Rescale the section of the records that opens with the line containing "post, dropping a point on every instance." and closes at the end of the records, returning only those lines, requests included. Multiply every x and y coordinate in the answers by 2.35 and round each to a whole number, rounding halves up.
## Start
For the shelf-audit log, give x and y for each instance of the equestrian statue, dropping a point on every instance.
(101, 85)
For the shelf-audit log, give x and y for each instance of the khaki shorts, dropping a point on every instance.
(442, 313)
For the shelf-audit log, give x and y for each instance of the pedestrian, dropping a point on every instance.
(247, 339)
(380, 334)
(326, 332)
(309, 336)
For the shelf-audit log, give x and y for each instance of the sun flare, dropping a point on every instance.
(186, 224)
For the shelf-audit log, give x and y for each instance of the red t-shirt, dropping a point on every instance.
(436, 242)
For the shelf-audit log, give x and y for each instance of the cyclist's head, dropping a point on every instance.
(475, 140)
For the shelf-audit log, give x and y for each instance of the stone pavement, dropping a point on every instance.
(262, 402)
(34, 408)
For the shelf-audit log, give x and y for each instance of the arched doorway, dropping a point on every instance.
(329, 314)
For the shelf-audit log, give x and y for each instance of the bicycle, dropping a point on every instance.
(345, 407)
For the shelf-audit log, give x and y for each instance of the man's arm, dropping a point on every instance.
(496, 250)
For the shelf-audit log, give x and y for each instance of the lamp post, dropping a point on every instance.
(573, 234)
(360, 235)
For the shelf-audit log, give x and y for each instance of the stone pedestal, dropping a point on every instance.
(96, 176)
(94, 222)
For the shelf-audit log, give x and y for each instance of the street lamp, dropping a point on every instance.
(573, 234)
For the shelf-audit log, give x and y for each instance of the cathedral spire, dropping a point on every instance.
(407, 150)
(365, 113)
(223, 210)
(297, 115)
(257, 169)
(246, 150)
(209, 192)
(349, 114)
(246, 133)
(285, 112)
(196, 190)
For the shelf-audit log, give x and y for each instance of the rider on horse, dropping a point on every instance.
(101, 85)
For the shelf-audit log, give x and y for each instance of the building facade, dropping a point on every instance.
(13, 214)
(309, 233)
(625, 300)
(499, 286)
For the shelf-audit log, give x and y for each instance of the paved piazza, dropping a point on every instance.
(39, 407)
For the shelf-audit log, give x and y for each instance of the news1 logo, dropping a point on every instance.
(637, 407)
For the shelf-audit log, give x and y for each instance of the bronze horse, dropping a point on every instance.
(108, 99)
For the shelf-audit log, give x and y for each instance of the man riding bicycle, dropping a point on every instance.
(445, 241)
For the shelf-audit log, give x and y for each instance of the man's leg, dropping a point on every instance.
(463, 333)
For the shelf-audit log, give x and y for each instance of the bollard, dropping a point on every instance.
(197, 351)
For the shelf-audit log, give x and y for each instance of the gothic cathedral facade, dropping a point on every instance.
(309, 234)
## End
:: Expected answer ::
For the shelf-audit log, give x and y for each instance of the lamp post, dropping a point on every instance.
(1347, 550)
(846, 552)
For the shelf-audit log, give x and y for each instance of the stone pedestal, dropping a point on every instance.
(226, 414)
(221, 522)
For the shelf-audit log, give x and y for each instance of the street lamp, dropping a point on every instance.
(1347, 550)
For the shelf-audit log, give x and y for each instance of the cathedral spire, dropping a point on every instance.
(956, 353)
(858, 266)
(524, 494)
(698, 270)
(604, 397)
(578, 353)
(491, 451)
(820, 268)
(578, 313)
(670, 263)
(461, 447)
For the shelf-audit log, give x and y for each instance of the rider on horse, dropping a point on every instance.
(237, 200)
For the shelf-audit log, give x and y for each instance of the building facade, dropping a point on every instance.
(31, 503)
(726, 548)
(1469, 705)
(1173, 672)
For the shelf-audit log, give x and y for each instance of the paved piazza, dropping a point on every instance.
(92, 956)
For the shelf-audit log, give x and y for each instance of the news1 logo, dropping a point on every instance.
(1497, 956)
For the shelf-audit log, give x and y for each instance of the bronze horse, dropping a point on every instance.
(254, 233)
For the shelf-audit log, give x and y for each instance of the man riding bicycle, dropping a point on every instance.
(1046, 566)
For the shelf-audit log, give x and y for each instance of the man's leg, dropping a point on every instance.
(1088, 783)
For the shelf-audit log, give x and y for each instance of the bollard, dropping a point on every instance.
(463, 825)
For the shelf-audit log, give x and y for each instance of the gothic cathedral facade, dropping a point on every instance.
(726, 550)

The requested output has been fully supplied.